---------- TRECHO DA FONTE ----------
04/06/2007 - A Reserva Extrativista
do Médio Xingu, cujo decreto de criação
pode ser assinado amanhã, abriga cerca
de 50 famílias ribeirinhas e é
cobiçada por grileiros na Terra do
Meio, no Pará. Sua implementação
consolida um corredor de áreas protegidas
em uma das regiões mais estratégicas
para a conservação da Amazônia.
Amanhã, Dia Mundial
do Meio Ambiente, cinqüenta famílias
que vivem às margens do rio Xingu,
na região paraense da Terra do Meio,
podem receber uma boa notícia. Isso
porque o governo federal deve anunciar a criação
da Reserva Extrativista do Médio Xingu,
a última peça do mosaico de
áreas protegidas desenhado sobre o
mapa da bacia hidrográfica do rio Xingu
(veja mapa ao lado). O decreto de criação
da reserva extrativista (resex) está
na Casa Civil da Presidência da República
desde fevereiro e, segundo informação
fornecida pela assessoria de imprensa do órgão,
deve ser assinado pelo presidente em exercício
José Alencar nesta terça-feira
5 de junho, aproveitando o simbolismo da data.
---------- ITENS ----------
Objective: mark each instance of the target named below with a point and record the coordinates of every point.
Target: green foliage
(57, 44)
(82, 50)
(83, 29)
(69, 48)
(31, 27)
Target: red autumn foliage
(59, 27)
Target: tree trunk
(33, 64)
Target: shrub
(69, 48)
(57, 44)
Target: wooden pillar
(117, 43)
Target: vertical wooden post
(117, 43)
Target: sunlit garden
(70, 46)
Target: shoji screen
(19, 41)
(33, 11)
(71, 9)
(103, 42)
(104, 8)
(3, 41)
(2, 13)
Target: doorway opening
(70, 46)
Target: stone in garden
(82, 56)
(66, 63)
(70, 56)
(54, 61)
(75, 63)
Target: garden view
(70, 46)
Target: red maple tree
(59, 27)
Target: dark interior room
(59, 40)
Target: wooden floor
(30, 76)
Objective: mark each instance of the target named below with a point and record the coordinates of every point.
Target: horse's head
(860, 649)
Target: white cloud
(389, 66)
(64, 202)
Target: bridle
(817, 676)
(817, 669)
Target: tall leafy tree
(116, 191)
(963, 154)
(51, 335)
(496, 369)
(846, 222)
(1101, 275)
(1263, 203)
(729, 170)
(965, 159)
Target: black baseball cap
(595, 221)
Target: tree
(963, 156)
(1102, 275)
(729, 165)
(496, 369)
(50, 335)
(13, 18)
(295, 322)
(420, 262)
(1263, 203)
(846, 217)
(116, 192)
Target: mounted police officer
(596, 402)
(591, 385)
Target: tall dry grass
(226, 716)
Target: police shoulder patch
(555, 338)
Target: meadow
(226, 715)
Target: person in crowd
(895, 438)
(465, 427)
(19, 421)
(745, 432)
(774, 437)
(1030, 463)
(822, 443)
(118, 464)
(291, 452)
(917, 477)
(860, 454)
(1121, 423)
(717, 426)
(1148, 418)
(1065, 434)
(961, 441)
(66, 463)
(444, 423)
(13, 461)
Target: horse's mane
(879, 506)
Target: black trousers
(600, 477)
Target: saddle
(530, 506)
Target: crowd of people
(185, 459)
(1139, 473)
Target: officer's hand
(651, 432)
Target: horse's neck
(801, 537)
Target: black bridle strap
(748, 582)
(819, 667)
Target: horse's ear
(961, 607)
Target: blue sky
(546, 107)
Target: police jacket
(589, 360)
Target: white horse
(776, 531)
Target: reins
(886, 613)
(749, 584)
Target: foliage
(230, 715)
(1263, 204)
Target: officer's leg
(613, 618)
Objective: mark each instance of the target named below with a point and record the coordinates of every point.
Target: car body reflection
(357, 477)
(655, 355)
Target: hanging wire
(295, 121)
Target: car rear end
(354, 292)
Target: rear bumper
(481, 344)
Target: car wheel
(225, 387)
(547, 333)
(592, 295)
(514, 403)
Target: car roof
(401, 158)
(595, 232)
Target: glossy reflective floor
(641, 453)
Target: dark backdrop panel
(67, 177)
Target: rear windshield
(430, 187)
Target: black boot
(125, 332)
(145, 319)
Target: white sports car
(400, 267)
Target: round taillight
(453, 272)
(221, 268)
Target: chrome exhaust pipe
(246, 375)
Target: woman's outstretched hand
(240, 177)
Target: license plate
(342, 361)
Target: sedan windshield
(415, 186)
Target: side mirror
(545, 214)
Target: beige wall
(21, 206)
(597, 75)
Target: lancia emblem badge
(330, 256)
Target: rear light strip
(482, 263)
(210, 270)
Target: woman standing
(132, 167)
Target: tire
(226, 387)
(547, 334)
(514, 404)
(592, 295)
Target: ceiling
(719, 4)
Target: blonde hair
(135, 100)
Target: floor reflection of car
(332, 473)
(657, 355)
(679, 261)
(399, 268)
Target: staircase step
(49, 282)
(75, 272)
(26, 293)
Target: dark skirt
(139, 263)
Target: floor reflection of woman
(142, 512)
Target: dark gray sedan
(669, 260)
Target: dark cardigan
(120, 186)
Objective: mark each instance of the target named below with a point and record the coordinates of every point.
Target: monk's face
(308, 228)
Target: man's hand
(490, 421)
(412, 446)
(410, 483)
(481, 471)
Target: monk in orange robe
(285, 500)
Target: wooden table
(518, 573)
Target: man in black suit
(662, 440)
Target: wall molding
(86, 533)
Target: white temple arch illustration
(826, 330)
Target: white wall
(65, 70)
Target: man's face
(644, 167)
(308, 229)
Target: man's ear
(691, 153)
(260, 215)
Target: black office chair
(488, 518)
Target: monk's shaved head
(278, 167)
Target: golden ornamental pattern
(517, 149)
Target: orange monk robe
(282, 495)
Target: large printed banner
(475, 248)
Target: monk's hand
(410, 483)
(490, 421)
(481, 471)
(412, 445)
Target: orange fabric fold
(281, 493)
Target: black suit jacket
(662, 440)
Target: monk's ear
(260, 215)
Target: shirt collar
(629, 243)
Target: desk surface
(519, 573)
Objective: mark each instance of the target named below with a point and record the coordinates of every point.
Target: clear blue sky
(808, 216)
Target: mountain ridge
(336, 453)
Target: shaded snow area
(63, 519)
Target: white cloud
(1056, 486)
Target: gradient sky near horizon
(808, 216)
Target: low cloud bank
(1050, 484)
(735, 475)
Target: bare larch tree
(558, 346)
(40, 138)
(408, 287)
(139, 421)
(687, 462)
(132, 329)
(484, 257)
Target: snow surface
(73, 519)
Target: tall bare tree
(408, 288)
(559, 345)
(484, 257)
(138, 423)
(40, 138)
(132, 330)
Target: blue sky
----------
- [OBJETIVO 1] Liste os nomes geográficos citados na notícia sobre a Reserva Extrativista do Médio Xingu (rio, região, estado e floresta), sem incluir o nome da própria reserva.
- [OBJETIVO 2] Transcreva sem alterações o trecho da notícia sobre a Reserva Extrativista do Médio Xingu que vai de "04/06/2007 - A" até "conservação da Amazônia.".
- [OBJETIVO 3] Dê continuidade à notícia sobre a Reserva Extrativista do Médio Xingu, começando logo após a última frase apresentada.

- [RESPOSTA 1]
- rio Xingu
- Terra do Meio
- Pará
- Amazônia

- [RESPOSTA 2]
04/06/2007 - A Reserva Extrativista
do Médio Xingu, cujo decreto de criação
pode ser assinado amanhã, abriga cerca
de 50 famílias ribeirinhas e é
cobiçada por grileiros na Terra do
Meio, no Pará. Sua implementação
consolida um corredor de áreas protegidas
em uma das regiões mais estratégicas
para a conservação da Amazônia.

- [RESPOSTA 3]
Não era sem tempo.
A previsão inicial do Ministério
do Meio Ambiente (MMA) e do Ibama era de que
a Resex do Médio Xingu seria criada
ainda no ano passado, finalizando um processo
iniciado em 2002, quando o ISA apresentou,
sob encomenda do MMA, um estudo propondo a
criação do mosaico de áreas
protegidas na região da Terra do Meio.
A transição de mandato no governo
federal, inclusive com a incerteza da permanência
da ministra Marina Silva à frente do
MMA, somada às mudanças no Ibama
realizadas em abril passado - com a criação
do Instituto Chico Mendes por meio da Medida
Provisória 366 -, teria retardado o
processo. “A demora foi uma questão
processual, mas agora tenho certeza de que
a resex sai”, diz Maurício Mercadante,
diretor do departamento de Áreas Protegidas
do Ministério do Meio Ambiente (MMA).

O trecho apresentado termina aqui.